__PROBLEM DETAILS__
In full and without error, repeat the entries below.

*** DATASET RECORDS ***

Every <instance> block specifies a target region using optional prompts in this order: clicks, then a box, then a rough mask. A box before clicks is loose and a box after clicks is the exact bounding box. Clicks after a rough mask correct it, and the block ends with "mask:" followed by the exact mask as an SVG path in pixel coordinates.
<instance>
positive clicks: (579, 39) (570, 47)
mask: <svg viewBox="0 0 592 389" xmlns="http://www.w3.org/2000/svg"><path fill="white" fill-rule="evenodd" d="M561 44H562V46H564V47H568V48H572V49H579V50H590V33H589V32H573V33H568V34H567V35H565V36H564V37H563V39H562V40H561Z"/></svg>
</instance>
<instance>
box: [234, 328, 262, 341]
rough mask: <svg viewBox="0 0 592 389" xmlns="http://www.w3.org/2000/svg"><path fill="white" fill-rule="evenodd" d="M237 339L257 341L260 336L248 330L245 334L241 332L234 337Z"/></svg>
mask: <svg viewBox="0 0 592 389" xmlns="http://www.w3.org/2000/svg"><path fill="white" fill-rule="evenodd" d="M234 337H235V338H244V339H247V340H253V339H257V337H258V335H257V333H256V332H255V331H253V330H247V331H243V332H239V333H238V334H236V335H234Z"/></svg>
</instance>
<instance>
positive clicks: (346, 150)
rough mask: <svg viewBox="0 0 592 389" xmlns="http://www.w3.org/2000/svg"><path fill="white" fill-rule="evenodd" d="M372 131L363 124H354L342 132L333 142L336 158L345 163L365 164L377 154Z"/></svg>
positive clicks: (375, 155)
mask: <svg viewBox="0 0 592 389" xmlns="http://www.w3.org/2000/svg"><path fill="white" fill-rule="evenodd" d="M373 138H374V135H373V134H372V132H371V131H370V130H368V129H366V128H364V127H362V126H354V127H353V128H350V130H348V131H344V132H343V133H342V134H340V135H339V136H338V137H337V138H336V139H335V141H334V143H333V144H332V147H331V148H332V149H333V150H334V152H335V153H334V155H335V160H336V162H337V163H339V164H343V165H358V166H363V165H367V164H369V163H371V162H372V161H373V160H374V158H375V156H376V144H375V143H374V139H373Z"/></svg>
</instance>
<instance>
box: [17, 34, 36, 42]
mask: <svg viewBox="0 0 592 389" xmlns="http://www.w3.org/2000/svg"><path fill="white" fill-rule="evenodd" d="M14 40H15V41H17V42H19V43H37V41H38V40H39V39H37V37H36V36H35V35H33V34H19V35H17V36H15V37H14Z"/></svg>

*** End of DATASET RECORDS ***

__TASK OUTPUT__
Every <instance> block specifies a target region using optional prompts in this order: clicks, then a box, then a rough mask. A box before clicks is loose and a box after clicks is the exact bounding box. Clicks after a rough mask correct it, and the block ends with "mask:" followed by the exact mask as an SVG path in pixel coordinates.
<instance>
positive clicks: (579, 39) (570, 47)
mask: <svg viewBox="0 0 592 389" xmlns="http://www.w3.org/2000/svg"><path fill="white" fill-rule="evenodd" d="M561 44H562V46H564V47H568V48H572V49H579V50H590V33H589V32H573V33H568V34H567V35H565V36H564V37H563V39H562V40H561Z"/></svg>
</instance>
<instance>
box: [234, 328, 262, 341]
rough mask: <svg viewBox="0 0 592 389" xmlns="http://www.w3.org/2000/svg"><path fill="white" fill-rule="evenodd" d="M237 339L257 341L260 336L248 330L245 334L241 332L234 337Z"/></svg>
mask: <svg viewBox="0 0 592 389" xmlns="http://www.w3.org/2000/svg"><path fill="white" fill-rule="evenodd" d="M234 337H235V338H244V339H247V340H253V339H257V337H258V335H257V333H256V332H255V331H253V330H247V331H243V332H239V333H238V334H236V335H234Z"/></svg>
</instance>
<instance>
positive clicks: (346, 150)
rough mask: <svg viewBox="0 0 592 389" xmlns="http://www.w3.org/2000/svg"><path fill="white" fill-rule="evenodd" d="M372 131L363 124H354L342 132L333 142L336 158L345 163L365 164L377 154Z"/></svg>
positive clicks: (375, 155)
mask: <svg viewBox="0 0 592 389" xmlns="http://www.w3.org/2000/svg"><path fill="white" fill-rule="evenodd" d="M373 138H374V135H373V134H372V132H371V131H370V130H368V129H366V128H364V127H362V126H354V127H353V128H350V130H348V131H344V132H343V133H342V134H340V135H339V136H338V137H337V138H336V139H335V141H334V143H333V144H332V147H331V148H332V149H333V150H334V152H335V153H334V155H335V160H336V162H337V163H339V164H343V165H358V166H363V165H367V164H369V163H371V162H372V161H373V160H374V158H375V156H376V144H375V143H374V139H373Z"/></svg>
</instance>
<instance>
box: [17, 34, 36, 42]
mask: <svg viewBox="0 0 592 389" xmlns="http://www.w3.org/2000/svg"><path fill="white" fill-rule="evenodd" d="M14 40H15V41H17V42H19V43H37V41H38V40H39V39H37V37H36V36H35V35H33V34H19V35H17V36H15V37H14Z"/></svg>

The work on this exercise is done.